◆ **Text**

Faced with Ebola, West Africa Health System Has 'Collapsed'
As the death toll rises, healthcare workers on the ground need protective gear and resources to combat the Ebola outbreak in West Africa, said Dr. Frank Glover president of the U.S.-based organization SHIELD.
"The health system has completely collapsed," Glover told ABC's Martha Raddatz today on "This Week."
Earlier this week, Glover told a congressional subcommittee that 95 percent of expatriate doctors fled the country when the outbreak hit. Medical staff lack protective gear like gloves, gowns and goggles and patients are turned away because centers are overcapacity, he said.
"Most patients are dying with Ebola in their communities because there is simply no where to go," said Glover, who has spent years as a medical missionary in Liberia.
The World Health Organization declared the Ebola outbreak an international public health emergency Friday as new cases popped up in Europe, Canada and Nigeria. But the United States is not in immediate danger, said Glover, because the health system is well resourced and has isolation centers nationwide.

◆ **Given data**
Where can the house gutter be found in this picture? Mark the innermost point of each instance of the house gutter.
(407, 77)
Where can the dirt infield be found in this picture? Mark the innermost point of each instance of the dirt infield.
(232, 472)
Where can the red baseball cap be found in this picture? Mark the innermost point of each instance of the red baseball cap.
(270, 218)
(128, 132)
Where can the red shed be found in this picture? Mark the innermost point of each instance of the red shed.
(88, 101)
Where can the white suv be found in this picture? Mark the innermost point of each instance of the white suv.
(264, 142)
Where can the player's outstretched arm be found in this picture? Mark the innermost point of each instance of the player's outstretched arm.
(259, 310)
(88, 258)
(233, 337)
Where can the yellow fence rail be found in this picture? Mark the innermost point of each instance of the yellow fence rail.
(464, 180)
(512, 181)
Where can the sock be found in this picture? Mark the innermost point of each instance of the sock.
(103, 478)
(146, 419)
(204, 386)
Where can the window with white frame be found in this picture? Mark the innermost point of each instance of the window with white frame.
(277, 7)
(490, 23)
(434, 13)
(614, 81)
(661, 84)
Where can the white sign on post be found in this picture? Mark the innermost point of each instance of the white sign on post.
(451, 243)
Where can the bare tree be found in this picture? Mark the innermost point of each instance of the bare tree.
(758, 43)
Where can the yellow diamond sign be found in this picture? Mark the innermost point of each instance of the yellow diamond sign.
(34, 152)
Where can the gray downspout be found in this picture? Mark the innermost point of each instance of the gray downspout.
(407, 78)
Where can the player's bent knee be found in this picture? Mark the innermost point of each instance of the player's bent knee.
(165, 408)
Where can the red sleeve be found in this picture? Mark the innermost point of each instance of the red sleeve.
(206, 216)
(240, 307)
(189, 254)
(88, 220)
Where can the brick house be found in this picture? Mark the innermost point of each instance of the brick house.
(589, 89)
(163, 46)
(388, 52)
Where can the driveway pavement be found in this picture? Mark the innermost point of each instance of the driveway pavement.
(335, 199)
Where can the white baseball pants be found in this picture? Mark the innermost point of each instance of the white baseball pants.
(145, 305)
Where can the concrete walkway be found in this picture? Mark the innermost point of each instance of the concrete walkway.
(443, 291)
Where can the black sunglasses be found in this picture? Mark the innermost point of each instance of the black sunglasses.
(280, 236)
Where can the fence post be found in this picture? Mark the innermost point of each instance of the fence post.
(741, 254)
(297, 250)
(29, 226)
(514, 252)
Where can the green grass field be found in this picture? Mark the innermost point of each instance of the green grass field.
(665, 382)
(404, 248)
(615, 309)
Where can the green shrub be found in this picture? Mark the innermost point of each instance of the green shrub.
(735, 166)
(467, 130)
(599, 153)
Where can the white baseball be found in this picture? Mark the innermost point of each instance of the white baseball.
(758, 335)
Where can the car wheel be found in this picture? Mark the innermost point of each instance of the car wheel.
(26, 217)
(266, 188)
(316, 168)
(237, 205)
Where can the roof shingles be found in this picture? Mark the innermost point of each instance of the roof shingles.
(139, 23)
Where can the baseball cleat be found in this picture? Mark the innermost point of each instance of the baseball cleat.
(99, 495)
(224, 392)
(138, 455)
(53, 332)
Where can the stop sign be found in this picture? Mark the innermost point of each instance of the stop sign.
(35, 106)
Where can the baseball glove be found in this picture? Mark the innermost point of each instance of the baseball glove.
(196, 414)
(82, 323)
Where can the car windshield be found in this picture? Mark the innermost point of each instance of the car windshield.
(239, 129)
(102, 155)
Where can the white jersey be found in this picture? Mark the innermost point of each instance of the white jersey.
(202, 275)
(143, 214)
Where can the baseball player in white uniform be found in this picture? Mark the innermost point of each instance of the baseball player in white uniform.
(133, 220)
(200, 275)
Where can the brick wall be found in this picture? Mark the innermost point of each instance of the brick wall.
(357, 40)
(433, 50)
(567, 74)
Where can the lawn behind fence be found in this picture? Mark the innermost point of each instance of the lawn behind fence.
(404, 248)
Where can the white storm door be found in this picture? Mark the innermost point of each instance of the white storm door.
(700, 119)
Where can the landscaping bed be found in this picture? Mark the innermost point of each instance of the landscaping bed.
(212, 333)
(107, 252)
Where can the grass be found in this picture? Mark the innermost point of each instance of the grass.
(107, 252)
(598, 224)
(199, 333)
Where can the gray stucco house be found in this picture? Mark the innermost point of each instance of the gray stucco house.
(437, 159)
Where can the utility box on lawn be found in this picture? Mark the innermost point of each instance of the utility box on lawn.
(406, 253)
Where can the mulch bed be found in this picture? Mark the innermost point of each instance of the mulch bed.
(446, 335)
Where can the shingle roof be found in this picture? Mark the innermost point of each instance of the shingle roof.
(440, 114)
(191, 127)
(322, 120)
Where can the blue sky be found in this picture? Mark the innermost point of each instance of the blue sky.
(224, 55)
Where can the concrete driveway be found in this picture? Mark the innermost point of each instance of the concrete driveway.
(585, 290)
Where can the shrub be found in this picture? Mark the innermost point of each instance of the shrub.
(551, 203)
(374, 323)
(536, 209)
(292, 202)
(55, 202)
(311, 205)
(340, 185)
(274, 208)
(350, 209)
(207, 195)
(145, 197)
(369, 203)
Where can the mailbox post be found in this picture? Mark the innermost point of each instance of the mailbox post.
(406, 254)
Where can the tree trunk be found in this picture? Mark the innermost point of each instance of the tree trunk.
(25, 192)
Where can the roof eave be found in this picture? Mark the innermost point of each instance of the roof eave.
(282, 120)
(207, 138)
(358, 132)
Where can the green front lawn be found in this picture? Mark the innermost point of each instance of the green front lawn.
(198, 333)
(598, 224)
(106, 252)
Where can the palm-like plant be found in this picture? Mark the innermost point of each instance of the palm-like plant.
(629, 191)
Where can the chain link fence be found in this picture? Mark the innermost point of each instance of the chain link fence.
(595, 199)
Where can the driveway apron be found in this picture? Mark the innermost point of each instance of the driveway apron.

◆ **Problems and tasks**
1 > Please print the stretch of the Ebola article from "The World Health" through "isolation centers nationwide.".
2 > In the Ebola article, where did Glover spend years as a medical missionary?
3 > Write the next part of the Ebola article, picking up after its final sentence.

◆ **Expected responses**
1 >
The World Health Organization declared the Ebola outbreak an international public health emergency Friday as new cases popped up in Europe, Canada and Nigeria. But the United States is not in immediate danger, said Glover, because the health system is well resourced and has isolation centers nationwide.

2 > Liberia

3 >
"This isn't something we should panic about, but it's something we should be concerned about," Glover told Raddatz.
This is not the first outbreak of Ebola in Africa but is particularly difficult to contain because of the areas impacted, former U.S. Ambassador to Congo and Nigeria Robin Sanders told Raddatz.
"This is population density in Monrovia and Liberia, certainly in Nigeria the population lives very closely together. So it's very difficult to quarantine," said Sanders, who joined Glover on the panel.
More than 1,700 are infected and more than 960 died from Ebola in West Africa in the recent outbreak.